── GIVEN INFORMATION

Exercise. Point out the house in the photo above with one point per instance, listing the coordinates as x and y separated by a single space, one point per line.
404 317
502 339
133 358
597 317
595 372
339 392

────

[WORK TO BE COMPLETED] Return the data above verbatim, reproducing every line in its original order without any alteration.

[SOLUTION TO THE EXERCISE]
Exercise. Point out the house in the photo above with one point per instance, listing the coordinates as x and y separated by a single space, one point per line.
404 317
502 339
133 358
597 317
595 372
339 392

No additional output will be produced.